### WORK TO COMPLETE:
(A) Using the article on Khoiniki, explain in one to three sentences how Khoiniki came to be part of the Russian Empire in 1793.
(B) According to the article on Khoiniki, in what year was the town first mentioned in historical records?
======== EXTRACT ========
Khoiniki (, ; ; ) is a town in Gomel Region, Belarus. It serves as the administrative center of Khoiniki District

In 1986, the area around Khoiniki experienced heavy radioactive fallout from the Chernobyl accident; however, the city itself was not significantly affected. Today, the town hosts the headquarters of Polesie State Radioecological Reserve and employs over 700 people. The reserve itself is located south of the town in a heavily contaminated area.

History
According to historical records, Khoiniki was first mentioned in 1504 as a dependency in the Grand Duchy of Lithuania. It was incorporated into the Russian Empire in 1793, on the occasion of the Second Partition of Poland. 

In 1897, the city, located in the Zone of Mandatory Residence of Jewish Subjects of the Russian Empire, had a strong community of 1,668 people (62% of the total population).
======== ENTRIES SHOWN ========
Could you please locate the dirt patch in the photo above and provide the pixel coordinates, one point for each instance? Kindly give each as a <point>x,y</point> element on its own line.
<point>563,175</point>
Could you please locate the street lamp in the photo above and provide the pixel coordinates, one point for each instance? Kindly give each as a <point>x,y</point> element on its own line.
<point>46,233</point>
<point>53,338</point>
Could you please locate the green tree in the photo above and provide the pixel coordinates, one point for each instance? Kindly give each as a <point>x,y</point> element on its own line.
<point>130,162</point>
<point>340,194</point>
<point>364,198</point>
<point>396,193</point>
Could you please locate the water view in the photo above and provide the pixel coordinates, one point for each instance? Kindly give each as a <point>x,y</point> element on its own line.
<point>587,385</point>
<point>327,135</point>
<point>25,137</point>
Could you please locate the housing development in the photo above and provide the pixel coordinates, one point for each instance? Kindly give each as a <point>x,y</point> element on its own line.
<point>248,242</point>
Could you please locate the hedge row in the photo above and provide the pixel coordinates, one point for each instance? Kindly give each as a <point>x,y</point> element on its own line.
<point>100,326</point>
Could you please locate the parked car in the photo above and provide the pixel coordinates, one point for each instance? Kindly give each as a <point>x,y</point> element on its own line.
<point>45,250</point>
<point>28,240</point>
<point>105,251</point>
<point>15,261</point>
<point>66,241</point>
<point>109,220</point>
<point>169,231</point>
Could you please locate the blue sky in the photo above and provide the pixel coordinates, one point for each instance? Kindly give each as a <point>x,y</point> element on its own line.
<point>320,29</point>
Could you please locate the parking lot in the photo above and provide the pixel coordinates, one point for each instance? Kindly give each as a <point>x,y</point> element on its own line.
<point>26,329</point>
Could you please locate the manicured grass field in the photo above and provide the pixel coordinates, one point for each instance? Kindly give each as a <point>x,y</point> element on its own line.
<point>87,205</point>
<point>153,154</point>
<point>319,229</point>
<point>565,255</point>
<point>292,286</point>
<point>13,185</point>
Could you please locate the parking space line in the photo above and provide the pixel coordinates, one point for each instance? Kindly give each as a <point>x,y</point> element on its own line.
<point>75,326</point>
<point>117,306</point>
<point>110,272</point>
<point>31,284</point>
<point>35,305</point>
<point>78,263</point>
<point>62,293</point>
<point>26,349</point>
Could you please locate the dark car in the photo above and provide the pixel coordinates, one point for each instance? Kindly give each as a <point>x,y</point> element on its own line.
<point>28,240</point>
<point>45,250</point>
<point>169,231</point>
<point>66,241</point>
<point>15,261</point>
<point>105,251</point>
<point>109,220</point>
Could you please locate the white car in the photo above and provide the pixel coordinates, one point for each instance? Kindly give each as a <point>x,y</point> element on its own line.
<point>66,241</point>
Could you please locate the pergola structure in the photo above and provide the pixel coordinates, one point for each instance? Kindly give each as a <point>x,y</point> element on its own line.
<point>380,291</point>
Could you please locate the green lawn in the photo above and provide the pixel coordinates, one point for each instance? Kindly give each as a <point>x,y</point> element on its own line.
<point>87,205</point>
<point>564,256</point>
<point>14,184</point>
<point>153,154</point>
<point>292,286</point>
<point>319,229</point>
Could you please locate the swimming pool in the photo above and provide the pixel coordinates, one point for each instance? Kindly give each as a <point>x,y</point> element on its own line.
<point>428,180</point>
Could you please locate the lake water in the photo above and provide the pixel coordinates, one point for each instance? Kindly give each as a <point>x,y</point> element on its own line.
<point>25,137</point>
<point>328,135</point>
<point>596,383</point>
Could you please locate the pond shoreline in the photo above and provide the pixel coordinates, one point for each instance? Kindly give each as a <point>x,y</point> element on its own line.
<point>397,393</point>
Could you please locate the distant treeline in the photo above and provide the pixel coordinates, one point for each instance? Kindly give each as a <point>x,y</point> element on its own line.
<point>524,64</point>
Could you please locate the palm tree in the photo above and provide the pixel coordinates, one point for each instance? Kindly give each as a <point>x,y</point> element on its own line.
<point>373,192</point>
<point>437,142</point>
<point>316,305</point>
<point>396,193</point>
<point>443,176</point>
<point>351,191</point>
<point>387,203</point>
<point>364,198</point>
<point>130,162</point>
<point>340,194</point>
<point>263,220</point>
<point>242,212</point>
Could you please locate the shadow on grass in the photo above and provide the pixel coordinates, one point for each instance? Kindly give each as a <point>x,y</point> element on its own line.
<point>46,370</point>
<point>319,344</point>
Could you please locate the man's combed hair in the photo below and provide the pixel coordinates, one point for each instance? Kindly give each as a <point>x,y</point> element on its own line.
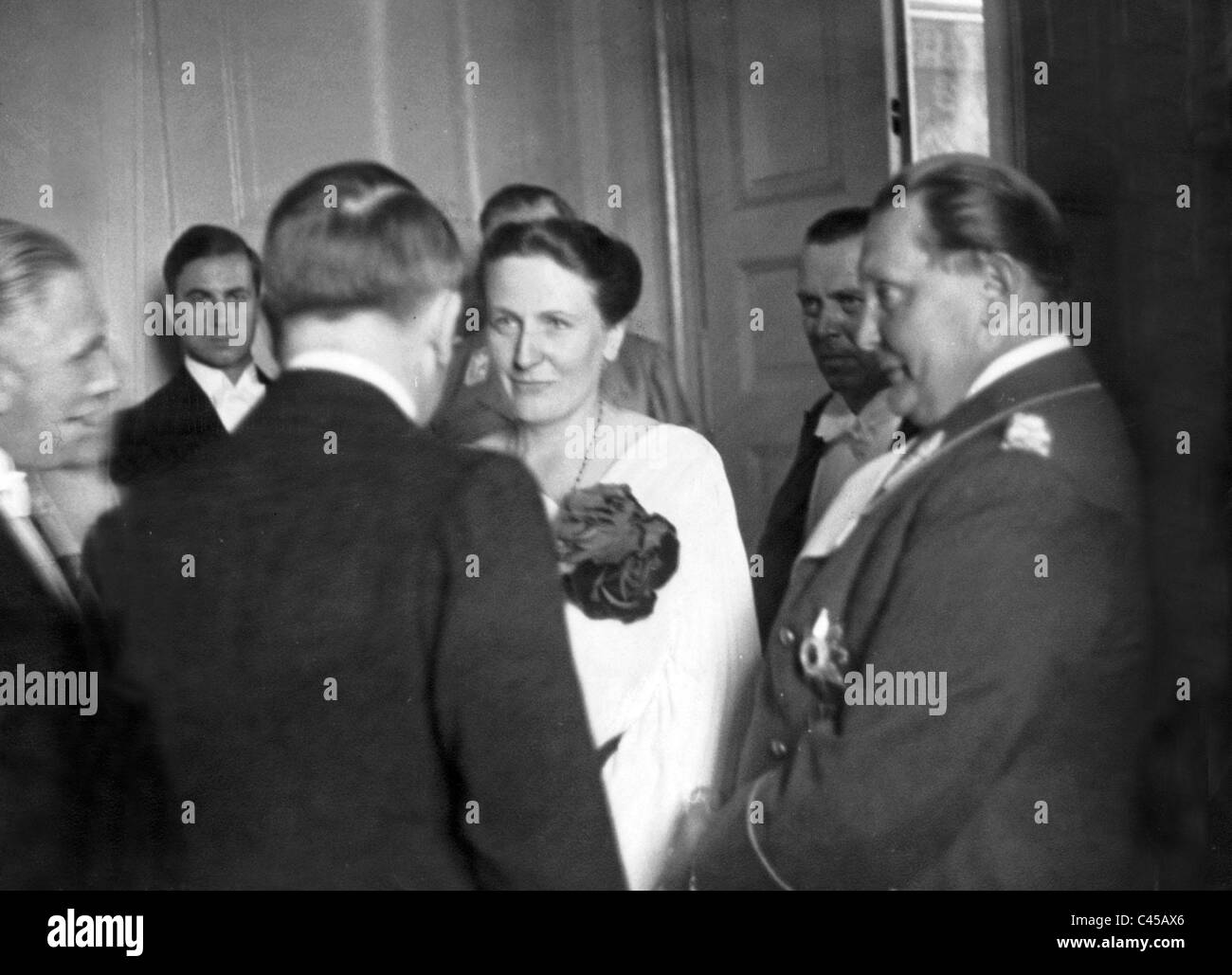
========
### OUTPUTS:
(A) Khoiniki was incorporated into the Russian Empire in 1793 as a result of the Second Partition of Poland. Before that, records place it as a dependency in the Grand Duchy of Lithuania.

(B) 1504